» **PASSAGE SHOWN**:
Mailing-List: contact user-help@zookeeper.apache.org; run by ezmlm
Precedence: bulk
Reply-To: user@zookeeper.apache.org
To: user@zookeeper.apache.org
From: Shawn Heisey <apache@elyograg.org>
Subject: Prevent a znode from exceeding jute.maxbuffer
Message-ID: <560DCB9E.4090307@elyograg.org>
Date: Thu, 1 Oct 2015 18:11:10 -0600
User-Agent: Mozilla/5.0 (Windows NT 6.1; WOW64; rv:38.0) Gecko/20100101
 Thunderbird/38.2.0
MIME-Version: 1.0
Content-Type: text/plain; charset=utf-8
Content-Transfer-Encoding: 7bit

I was going to open an issue in Jira for this, but I figured I should
discuss it here before I do that, to make sure that's a reasonable
course of action.

» **TASKS FOR THIS EXERCISE**:
A: In the message about keeping a znode from exceeding jute.maxbuffer, what was the writer going to open in Jira?
B: Continue the message about keeping a znode from exceeding jute.maxbuffer, starting right after its last sentence.
The lines after this message are separate material and have no connection to it.

» **DATA ROWS**:
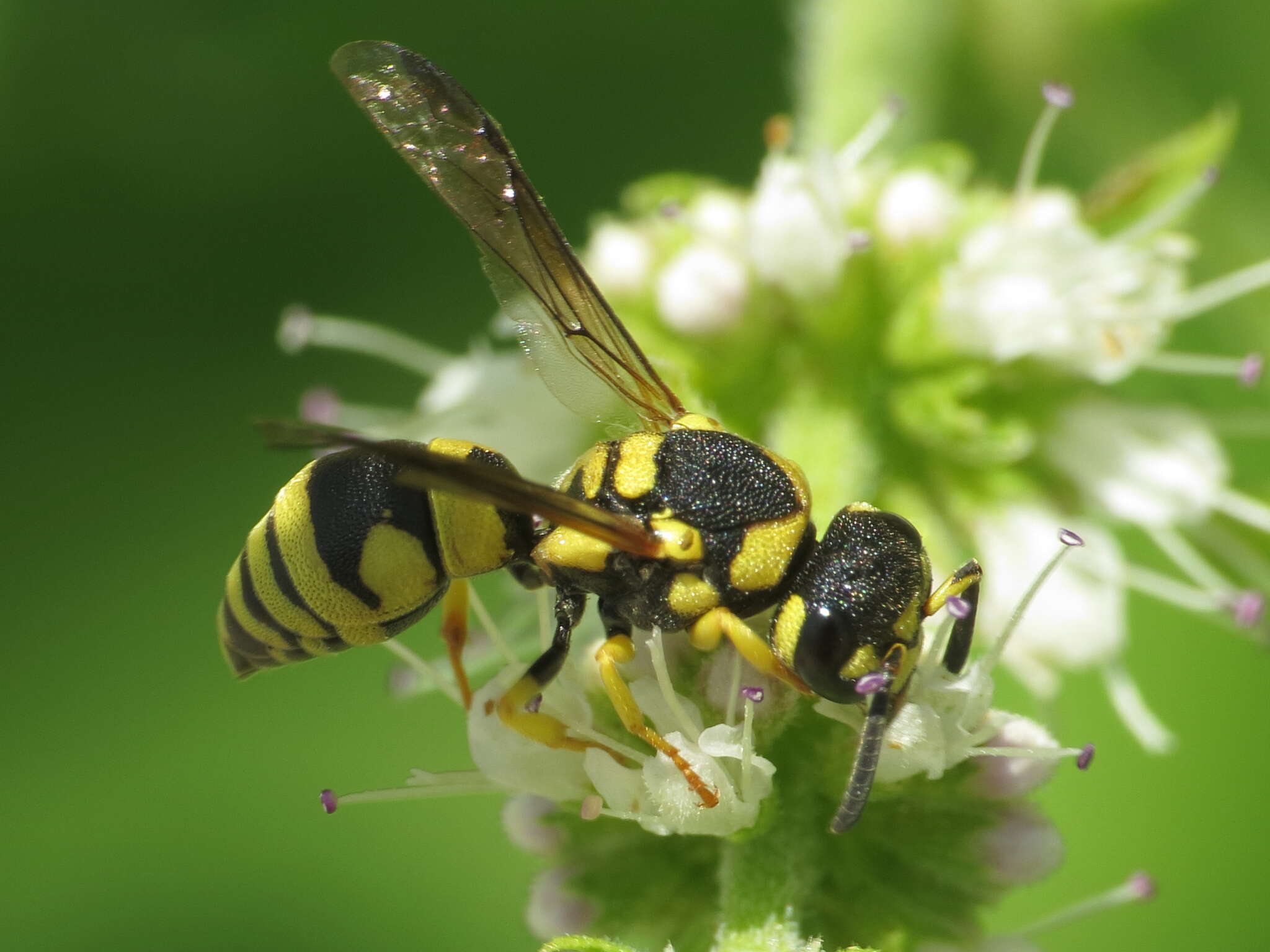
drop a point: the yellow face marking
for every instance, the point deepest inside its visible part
(680, 541)
(786, 628)
(691, 596)
(696, 421)
(636, 472)
(906, 626)
(863, 662)
(569, 549)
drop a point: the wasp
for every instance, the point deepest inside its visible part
(680, 526)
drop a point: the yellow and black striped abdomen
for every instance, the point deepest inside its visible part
(347, 557)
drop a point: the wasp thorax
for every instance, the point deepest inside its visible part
(859, 594)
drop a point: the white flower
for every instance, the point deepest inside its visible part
(1151, 466)
(620, 259)
(797, 238)
(1076, 621)
(1038, 282)
(915, 206)
(703, 289)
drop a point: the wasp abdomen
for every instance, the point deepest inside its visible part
(349, 557)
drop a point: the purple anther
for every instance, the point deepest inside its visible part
(1085, 758)
(871, 683)
(1070, 539)
(1248, 607)
(319, 405)
(1250, 369)
(591, 806)
(1142, 885)
(1059, 94)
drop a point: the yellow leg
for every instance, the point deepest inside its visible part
(517, 708)
(962, 583)
(714, 625)
(454, 631)
(615, 650)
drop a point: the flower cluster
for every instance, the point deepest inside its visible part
(945, 350)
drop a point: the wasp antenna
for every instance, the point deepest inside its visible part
(865, 765)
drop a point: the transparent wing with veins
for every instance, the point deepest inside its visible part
(459, 149)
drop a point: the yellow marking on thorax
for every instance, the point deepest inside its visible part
(680, 541)
(785, 631)
(861, 663)
(691, 596)
(696, 421)
(568, 549)
(636, 472)
(471, 536)
(768, 547)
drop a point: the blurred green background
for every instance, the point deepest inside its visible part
(177, 173)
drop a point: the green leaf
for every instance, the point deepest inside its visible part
(1161, 172)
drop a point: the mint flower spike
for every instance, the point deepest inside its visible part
(1140, 888)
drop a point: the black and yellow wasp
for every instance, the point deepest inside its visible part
(678, 526)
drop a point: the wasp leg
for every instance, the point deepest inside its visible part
(869, 748)
(964, 583)
(454, 632)
(517, 708)
(706, 631)
(618, 649)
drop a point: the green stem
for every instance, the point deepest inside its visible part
(766, 878)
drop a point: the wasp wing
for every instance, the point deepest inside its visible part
(500, 488)
(458, 148)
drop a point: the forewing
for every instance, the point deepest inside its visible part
(459, 149)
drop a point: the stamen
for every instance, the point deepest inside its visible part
(425, 669)
(301, 328)
(1246, 509)
(1039, 753)
(489, 626)
(747, 743)
(1070, 541)
(1186, 558)
(873, 133)
(1245, 369)
(1248, 607)
(664, 681)
(419, 786)
(1057, 99)
(733, 690)
(1171, 209)
(1219, 291)
(321, 405)
(1137, 889)
(1133, 711)
(592, 805)
(1152, 583)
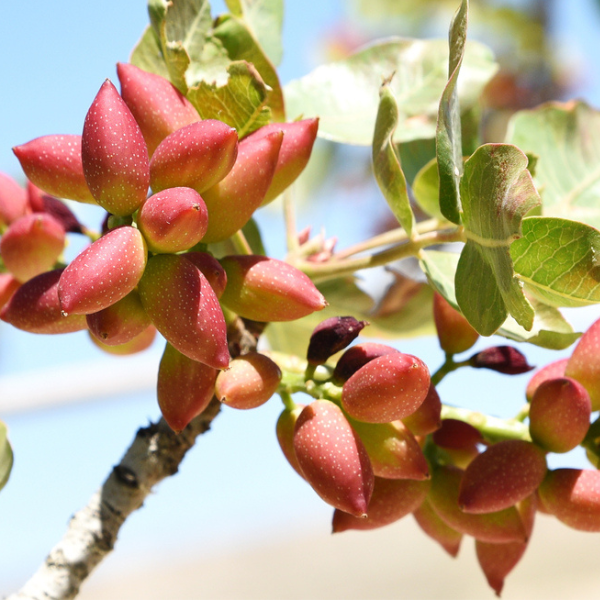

» **RESULTS**:
A: An issue.

B:
I was thinking about a problem that we encounter with SolrCloud, where
our overseer queue (stored in zookeeper) will greatly exceed the default
jute.maxbuffer size.  I encountered this personally while researching
something for a Solr issue:

https://issues.apache.org/jira/browse/SOLR-7191?focusedCommentId=14347834&page=com.atlassian.jira.plugin.system.issuetabpanels:comment-tabpanel#comment-14347834

It seems silly that a znode could get to 14 times the allowed size
without notifying the code *inserting* the data.  The structure of our
queue is such that entries in the queue are children of the znode.  This
means that the data stored directly in the znode is not the problem
(which is pretty much nonexistent in this case), it's the number of
children.

It seems like it would be a good idea to reject the creation of new
children if that would cause the znode size to exceed jute.maxbuffer. 
This moves the required error handling to the code that *updates* ZK,
rather than the code that is watching and/or reading ZK, which seems
more appropriate to me.

Alternately, the mechanisms involved could be changed so that the client
can handle accessing a znode with millions of children, without
complaining about the packet length.

Thoughts?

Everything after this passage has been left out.